### TASK STATEMENT
Rewrite the rows from the line with "Traffic camera feed, intersection 14-B. Detect the terracotta" to the line with "[85,143,100,180]", both included, keeping the requests unchanged and multiplying every bounding-box coordinate in the answers by 2.55, rounded to whole numbers with halves rounded up. Give only those lines.

╭──

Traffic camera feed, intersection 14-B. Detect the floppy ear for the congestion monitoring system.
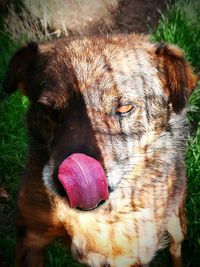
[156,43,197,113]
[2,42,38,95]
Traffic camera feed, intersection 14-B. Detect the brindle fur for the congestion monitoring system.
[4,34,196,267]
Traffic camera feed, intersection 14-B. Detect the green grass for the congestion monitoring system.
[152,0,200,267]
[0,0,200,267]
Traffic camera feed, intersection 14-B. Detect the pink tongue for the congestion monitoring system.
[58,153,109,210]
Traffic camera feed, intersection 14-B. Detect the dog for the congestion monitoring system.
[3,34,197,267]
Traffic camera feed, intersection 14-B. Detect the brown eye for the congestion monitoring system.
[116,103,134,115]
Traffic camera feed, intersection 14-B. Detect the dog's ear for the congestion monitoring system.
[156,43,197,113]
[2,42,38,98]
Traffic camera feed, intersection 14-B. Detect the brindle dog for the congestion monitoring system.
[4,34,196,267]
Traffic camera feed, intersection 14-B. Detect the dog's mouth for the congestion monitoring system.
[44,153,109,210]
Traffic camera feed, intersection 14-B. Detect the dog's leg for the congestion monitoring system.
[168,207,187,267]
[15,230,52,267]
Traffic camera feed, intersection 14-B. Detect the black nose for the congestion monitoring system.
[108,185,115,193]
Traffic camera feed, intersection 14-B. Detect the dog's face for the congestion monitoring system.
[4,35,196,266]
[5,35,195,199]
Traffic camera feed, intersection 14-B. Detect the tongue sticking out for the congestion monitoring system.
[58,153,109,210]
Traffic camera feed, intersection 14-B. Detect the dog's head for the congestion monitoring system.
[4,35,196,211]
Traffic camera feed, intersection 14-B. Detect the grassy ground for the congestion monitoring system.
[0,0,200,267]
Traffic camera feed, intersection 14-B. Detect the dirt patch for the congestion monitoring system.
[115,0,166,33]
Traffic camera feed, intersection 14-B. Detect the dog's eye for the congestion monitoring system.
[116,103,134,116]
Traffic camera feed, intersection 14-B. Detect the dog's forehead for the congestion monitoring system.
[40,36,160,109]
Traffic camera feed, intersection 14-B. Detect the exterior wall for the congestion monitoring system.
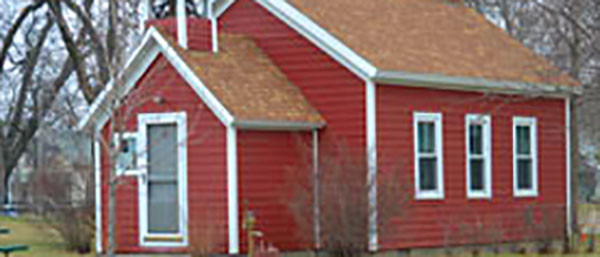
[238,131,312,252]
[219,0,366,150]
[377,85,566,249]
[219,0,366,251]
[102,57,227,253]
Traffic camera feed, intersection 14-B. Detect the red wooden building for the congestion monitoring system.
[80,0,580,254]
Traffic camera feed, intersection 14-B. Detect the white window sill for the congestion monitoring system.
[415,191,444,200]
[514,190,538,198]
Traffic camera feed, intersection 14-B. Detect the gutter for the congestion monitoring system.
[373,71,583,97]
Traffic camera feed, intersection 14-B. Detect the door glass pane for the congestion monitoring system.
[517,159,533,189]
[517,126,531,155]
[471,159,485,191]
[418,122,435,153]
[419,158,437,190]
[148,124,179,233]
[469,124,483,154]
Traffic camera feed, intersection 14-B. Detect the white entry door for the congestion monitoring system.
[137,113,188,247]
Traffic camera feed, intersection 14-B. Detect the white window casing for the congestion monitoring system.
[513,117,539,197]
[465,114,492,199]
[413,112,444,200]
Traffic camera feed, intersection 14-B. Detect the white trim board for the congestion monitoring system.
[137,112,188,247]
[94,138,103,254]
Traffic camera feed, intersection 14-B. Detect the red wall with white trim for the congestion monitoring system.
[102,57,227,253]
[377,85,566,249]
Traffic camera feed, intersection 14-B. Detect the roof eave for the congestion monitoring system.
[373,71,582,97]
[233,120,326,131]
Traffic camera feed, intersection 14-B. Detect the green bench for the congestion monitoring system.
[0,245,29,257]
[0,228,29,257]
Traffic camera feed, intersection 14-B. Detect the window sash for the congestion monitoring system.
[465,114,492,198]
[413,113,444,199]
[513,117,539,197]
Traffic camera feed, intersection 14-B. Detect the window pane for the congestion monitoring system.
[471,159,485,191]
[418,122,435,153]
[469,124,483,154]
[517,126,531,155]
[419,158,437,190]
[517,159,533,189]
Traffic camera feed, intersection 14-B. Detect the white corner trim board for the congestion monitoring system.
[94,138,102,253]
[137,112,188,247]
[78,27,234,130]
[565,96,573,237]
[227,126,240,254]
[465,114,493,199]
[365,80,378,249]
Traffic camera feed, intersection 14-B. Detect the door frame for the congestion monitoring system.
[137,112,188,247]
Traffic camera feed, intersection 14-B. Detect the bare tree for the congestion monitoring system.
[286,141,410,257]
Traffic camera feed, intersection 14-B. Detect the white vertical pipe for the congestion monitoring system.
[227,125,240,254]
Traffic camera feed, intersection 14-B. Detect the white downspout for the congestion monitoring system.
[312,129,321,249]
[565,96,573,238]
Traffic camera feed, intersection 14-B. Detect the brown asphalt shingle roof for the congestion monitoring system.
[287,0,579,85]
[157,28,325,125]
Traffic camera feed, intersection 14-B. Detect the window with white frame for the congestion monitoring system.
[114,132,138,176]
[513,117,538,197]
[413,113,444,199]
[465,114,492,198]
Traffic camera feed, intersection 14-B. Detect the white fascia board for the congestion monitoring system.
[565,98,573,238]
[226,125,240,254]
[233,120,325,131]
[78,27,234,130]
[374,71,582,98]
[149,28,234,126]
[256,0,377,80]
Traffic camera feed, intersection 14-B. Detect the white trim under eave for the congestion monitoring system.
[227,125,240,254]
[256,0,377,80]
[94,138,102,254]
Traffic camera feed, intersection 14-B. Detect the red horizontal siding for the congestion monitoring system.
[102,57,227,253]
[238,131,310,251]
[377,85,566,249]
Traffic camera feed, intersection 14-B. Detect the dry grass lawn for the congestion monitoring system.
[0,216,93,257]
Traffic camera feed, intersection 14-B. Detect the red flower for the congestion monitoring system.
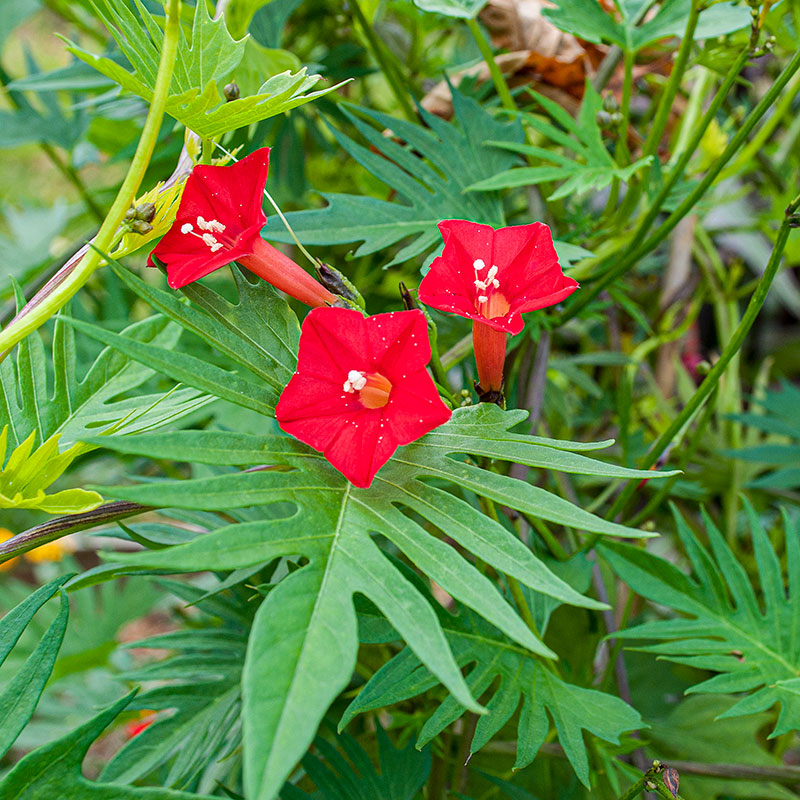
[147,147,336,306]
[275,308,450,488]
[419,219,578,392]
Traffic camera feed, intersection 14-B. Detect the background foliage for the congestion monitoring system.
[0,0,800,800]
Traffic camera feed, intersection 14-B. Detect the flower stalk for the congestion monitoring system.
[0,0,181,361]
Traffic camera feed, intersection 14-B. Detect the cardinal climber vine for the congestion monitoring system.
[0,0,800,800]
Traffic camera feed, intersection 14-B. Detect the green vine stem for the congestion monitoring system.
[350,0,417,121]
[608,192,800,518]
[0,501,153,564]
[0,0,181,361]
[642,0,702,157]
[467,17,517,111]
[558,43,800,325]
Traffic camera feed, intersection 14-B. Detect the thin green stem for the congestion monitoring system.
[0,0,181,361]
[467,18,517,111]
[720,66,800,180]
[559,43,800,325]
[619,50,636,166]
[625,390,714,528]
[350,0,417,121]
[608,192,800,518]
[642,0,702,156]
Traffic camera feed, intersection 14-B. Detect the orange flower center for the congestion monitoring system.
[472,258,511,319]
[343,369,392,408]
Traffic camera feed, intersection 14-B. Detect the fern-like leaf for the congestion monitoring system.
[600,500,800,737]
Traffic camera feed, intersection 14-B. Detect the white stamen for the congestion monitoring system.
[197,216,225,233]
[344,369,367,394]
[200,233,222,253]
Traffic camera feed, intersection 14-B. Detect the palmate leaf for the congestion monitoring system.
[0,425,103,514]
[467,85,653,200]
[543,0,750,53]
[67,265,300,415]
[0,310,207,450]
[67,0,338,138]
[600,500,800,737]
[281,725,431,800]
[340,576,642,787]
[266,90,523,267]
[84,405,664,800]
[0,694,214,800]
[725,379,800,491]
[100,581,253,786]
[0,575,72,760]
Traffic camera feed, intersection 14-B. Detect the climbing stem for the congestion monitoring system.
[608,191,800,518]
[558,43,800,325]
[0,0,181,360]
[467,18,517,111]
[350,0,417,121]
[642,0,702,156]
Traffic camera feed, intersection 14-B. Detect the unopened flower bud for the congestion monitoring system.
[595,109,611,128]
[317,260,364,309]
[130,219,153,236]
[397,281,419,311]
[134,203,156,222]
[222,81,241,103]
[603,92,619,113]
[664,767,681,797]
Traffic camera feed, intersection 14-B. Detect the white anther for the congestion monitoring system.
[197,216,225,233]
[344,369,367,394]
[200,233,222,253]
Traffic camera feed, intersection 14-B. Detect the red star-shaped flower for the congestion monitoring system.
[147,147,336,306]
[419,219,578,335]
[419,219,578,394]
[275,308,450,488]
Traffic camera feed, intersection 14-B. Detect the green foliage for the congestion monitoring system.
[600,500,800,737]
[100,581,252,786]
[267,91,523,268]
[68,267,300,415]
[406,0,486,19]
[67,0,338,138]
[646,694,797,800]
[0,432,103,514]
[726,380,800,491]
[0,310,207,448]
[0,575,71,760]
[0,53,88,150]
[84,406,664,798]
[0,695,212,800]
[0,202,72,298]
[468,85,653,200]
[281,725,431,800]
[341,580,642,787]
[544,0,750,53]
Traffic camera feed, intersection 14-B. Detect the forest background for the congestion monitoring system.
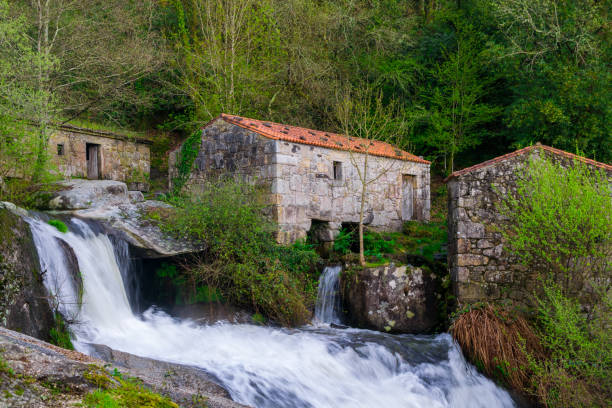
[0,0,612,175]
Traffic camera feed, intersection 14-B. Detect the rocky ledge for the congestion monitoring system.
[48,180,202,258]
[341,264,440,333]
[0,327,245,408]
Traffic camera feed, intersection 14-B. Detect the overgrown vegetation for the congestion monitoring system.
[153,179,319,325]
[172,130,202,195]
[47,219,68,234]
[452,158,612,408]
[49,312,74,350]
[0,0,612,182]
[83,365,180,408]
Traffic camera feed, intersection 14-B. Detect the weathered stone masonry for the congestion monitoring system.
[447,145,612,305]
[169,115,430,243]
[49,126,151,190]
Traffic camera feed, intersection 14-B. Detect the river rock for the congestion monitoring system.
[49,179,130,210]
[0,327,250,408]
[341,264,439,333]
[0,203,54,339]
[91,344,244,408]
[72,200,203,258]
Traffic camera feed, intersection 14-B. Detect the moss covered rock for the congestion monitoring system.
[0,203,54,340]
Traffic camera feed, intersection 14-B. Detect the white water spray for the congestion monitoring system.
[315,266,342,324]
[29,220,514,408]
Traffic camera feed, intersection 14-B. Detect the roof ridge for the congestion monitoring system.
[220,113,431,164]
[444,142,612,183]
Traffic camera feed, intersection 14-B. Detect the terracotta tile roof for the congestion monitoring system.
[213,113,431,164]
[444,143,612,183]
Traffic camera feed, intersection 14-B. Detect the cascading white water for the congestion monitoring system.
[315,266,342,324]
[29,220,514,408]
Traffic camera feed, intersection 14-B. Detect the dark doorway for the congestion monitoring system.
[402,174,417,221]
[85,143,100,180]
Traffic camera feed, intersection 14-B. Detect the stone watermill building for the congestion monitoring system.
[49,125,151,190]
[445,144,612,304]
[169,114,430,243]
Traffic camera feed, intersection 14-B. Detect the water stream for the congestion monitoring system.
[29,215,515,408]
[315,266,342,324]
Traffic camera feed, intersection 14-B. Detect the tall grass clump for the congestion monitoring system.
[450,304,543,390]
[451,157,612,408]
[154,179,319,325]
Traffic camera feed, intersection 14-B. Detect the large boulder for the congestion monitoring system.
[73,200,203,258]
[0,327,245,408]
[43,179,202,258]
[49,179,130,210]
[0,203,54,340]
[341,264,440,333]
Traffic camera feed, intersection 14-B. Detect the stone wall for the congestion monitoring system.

╰──

### SOLVED PROBLEM
Traffic camera feed, intersection 14-B. Detect the terracotta tile roof for the congestion monitoring system.
[543,288,1099,418]
[1132,365,1561,467]
Traffic camera feed, intersection 14-B. Detect the cascading white water for the congestion monitoring system.
[803,678,872,826]
[74,561,1311,1040]
Traffic camera feed, intersection 14-B. Detect the dark doorway for the congestion monitoring system.
[1025,444,1063,564]
[217,365,255,459]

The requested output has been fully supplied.